# Start of Excerpt provided
If a problem arises anywhere on the network, IT’s first response is almost always to throw more bandwidth at it.
If you’ve got a T1 line, then it’s time for a T3. Still too slow? Then go for a 100Mb pipe. But when they look at their actual bandwidth usage they find out they’ve got a 100Mb pipe but are only using 1 percent of it.
Companies that have overbuilt their networks shrug and say they’ll eventually grow into it. A better approach is to build a little ahead of the 8-ball, but manage it as tightly as humanly possible. Understanding what’s happening and having great visibility and control is how you can get the most out of your investment.
At a certain point, bandwidth becomes a status symbol; if a company buys Tier 1 bandwidth, they think it makes them a Tier 1 player. That’s not necessarily the case.
Deep down, ambitious executives believe they will be the next YouTube, and that’s a good thing. So when it comes a time to build, small companies buy expensive servers or managed hosting (‘to grow into’) when a cloud service will serve them surpassingly well. Medium-sized companies buy elaborate blade infrastructures and Tier 1 bandwidth, when they only need downmarket hardware and more affordable hosting solutions. And they will never meet a salesperson who doesn’t agree.”
# End of Excerpt provided
> [Requirement a]: Tally the lines in the rows below that contain the string "shingle". Give only the number.
# Start of Records supplied
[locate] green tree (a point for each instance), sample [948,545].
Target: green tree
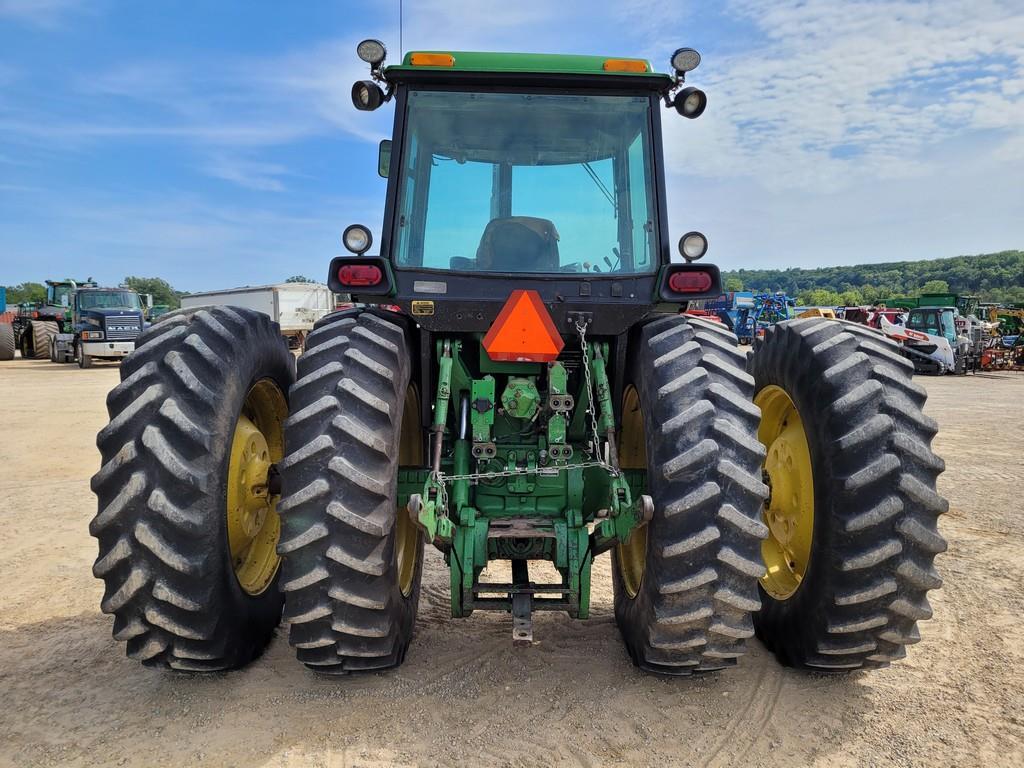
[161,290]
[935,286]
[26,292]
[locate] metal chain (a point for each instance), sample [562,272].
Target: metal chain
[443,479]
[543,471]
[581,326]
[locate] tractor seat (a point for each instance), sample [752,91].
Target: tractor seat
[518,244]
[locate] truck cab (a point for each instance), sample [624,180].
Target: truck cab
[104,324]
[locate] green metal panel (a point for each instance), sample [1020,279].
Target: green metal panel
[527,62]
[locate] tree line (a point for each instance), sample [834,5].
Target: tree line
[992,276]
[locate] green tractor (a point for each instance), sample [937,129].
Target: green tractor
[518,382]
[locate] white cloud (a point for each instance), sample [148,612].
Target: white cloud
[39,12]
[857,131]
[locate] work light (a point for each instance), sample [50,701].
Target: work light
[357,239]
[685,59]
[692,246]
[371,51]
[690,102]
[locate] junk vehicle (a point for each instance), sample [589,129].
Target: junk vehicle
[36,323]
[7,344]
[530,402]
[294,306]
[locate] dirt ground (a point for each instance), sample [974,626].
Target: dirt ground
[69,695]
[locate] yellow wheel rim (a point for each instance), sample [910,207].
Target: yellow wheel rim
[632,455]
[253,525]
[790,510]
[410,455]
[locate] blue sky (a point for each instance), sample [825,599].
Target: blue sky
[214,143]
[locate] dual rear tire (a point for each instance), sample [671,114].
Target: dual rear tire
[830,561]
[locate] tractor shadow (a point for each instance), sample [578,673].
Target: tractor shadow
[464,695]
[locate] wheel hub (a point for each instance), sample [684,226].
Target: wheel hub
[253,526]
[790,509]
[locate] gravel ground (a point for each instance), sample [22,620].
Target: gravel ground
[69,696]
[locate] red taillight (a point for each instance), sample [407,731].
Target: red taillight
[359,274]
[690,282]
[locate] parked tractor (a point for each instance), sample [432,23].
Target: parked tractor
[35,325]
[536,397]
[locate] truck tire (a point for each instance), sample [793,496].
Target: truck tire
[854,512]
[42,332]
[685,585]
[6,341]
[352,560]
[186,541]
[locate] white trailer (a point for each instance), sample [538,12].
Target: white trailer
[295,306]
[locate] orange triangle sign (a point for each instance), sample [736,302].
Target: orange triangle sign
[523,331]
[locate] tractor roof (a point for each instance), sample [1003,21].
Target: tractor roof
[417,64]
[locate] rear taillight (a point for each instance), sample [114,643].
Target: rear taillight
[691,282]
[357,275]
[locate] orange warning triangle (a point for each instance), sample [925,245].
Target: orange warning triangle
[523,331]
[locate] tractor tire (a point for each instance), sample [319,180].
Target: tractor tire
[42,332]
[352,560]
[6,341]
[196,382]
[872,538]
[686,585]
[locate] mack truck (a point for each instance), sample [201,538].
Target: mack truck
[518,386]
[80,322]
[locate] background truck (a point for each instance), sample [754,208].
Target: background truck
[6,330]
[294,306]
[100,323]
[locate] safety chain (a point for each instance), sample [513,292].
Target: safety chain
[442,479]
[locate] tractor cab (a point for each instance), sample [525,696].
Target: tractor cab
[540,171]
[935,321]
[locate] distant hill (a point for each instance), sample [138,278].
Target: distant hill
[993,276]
# End of Records supplied
# Start of Records supplied
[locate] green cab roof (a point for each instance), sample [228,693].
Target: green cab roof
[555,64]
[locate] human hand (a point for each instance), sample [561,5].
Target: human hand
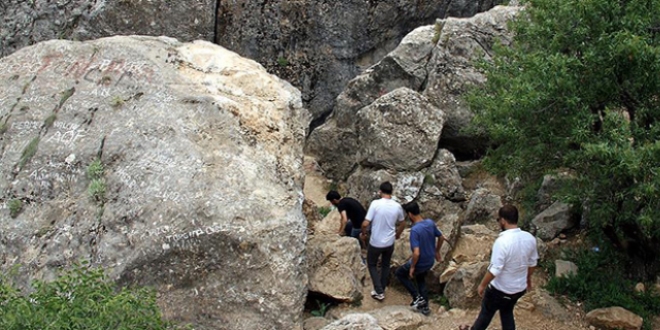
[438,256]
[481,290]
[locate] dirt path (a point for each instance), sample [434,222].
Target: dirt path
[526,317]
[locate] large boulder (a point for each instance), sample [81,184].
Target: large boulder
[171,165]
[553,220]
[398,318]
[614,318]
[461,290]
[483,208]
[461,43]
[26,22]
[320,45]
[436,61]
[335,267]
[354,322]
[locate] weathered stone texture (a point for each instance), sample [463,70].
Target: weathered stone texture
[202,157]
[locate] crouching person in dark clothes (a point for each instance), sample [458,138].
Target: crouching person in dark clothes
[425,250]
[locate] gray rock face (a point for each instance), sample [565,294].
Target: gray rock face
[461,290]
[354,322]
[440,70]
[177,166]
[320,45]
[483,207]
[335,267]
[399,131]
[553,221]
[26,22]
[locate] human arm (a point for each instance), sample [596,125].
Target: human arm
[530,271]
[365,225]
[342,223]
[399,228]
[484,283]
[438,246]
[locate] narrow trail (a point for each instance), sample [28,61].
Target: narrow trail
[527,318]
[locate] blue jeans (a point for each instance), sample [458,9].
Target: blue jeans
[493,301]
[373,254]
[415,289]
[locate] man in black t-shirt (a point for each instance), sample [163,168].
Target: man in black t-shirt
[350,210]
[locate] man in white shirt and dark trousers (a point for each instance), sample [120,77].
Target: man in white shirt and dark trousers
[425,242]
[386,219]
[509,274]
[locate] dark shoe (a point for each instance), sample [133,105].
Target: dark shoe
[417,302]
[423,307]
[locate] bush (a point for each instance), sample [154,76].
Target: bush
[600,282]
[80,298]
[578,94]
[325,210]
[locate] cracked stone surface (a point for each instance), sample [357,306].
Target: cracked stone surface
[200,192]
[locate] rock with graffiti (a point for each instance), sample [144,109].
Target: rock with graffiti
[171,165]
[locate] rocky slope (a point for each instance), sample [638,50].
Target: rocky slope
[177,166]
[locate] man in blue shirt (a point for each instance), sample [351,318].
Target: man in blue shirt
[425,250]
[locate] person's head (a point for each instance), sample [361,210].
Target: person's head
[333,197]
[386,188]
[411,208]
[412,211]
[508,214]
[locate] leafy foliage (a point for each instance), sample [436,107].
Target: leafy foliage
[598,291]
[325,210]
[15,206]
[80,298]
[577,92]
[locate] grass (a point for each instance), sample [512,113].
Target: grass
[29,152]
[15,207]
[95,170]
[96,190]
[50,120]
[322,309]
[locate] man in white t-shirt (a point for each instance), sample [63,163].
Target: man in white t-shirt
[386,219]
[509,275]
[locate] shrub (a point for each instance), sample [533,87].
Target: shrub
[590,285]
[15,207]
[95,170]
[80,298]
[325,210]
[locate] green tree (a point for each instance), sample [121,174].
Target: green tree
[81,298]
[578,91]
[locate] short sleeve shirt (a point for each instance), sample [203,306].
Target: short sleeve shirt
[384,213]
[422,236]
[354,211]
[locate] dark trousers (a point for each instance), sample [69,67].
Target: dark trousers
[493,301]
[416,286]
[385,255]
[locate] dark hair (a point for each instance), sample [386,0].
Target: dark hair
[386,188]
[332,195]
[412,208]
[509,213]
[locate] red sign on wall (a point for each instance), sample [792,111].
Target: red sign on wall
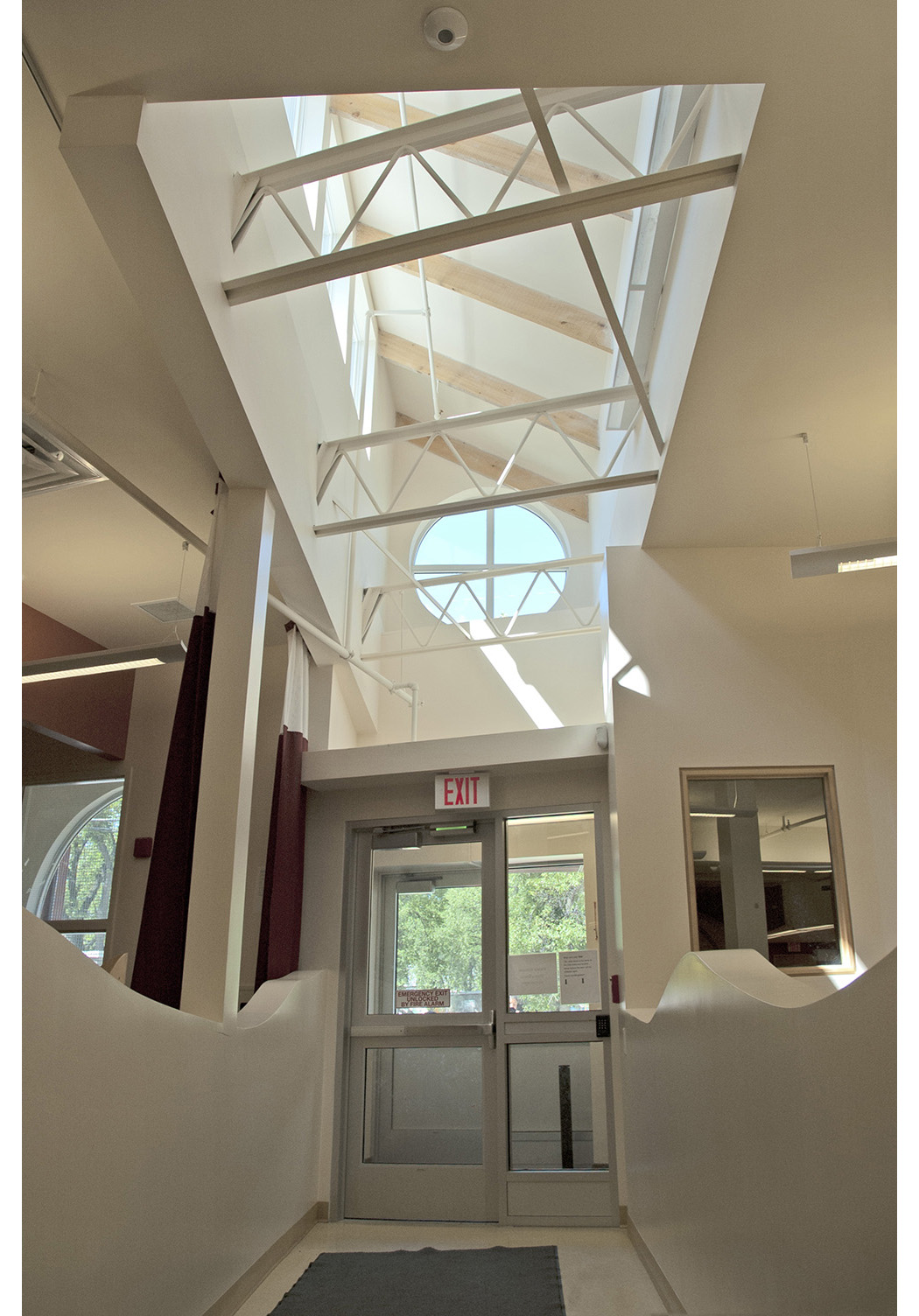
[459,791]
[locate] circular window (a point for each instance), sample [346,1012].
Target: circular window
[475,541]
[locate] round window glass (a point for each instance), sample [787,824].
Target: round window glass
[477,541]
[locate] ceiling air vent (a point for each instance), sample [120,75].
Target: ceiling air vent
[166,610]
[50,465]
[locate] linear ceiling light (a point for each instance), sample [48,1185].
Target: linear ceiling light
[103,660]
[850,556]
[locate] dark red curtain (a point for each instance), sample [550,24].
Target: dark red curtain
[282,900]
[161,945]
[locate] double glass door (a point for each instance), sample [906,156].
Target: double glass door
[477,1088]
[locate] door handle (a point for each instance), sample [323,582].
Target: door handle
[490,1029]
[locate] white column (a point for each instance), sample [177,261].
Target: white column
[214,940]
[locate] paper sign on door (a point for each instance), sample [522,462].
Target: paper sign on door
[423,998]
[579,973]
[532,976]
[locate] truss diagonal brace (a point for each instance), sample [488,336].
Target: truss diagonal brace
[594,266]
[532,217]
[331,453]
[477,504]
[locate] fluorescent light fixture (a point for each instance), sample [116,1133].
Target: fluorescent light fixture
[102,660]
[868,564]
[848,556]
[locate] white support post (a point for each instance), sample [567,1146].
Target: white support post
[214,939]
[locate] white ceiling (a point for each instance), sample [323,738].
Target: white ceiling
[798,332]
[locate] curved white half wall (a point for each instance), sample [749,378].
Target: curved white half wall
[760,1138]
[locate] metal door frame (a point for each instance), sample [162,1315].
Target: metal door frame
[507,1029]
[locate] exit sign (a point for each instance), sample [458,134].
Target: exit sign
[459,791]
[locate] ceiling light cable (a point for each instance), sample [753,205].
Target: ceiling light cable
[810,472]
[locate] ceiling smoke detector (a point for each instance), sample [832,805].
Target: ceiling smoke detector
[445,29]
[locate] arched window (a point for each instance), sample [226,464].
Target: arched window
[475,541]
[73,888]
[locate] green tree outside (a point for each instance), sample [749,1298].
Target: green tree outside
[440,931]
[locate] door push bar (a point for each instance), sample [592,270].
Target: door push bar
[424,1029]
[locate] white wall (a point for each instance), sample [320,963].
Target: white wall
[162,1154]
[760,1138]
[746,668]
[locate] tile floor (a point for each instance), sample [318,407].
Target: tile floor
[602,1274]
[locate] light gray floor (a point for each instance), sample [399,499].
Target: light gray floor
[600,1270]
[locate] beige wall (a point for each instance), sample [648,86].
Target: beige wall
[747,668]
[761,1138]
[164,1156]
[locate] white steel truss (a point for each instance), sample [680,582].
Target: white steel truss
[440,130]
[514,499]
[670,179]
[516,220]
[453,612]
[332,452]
# End of Records supplied
# Start of Records supplied
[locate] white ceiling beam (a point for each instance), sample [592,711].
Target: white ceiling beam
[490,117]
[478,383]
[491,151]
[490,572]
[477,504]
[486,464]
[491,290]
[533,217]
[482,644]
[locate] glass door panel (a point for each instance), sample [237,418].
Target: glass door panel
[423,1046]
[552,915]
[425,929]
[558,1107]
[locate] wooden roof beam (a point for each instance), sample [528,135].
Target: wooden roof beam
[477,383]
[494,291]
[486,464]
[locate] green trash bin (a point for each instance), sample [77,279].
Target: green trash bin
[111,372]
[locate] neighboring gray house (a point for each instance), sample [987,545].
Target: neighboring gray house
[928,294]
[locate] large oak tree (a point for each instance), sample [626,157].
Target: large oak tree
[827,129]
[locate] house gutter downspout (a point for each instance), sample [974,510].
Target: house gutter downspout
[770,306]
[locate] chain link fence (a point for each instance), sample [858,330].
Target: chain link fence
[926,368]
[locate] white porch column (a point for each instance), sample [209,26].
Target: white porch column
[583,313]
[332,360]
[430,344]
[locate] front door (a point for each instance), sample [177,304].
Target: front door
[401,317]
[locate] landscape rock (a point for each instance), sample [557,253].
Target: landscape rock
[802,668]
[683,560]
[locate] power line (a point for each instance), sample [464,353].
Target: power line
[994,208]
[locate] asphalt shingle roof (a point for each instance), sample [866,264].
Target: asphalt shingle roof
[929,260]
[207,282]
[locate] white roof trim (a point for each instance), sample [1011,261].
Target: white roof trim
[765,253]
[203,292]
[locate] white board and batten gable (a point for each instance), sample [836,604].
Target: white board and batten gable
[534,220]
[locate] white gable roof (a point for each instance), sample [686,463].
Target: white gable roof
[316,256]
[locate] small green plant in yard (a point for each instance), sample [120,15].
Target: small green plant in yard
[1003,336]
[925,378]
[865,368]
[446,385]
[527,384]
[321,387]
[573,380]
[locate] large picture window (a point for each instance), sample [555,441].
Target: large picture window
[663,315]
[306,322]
# End of Records supplied
> [Requirement b]: Render this sentence from the bandwidth excerpt above in Spanish: "At a certain point, bandwidth becomes a status symbol; if a company buys Tier 1 bandwidth, they think it makes them a Tier 1 player."

> [Final answer a]: 2

> [Final answer b]: En cierto punto, el ancho de banda se convierte en un símbolo de estatus; si una empresa compra ancho de banda de Nivel 1, cree que eso la convierte en un actor de Nivel 1.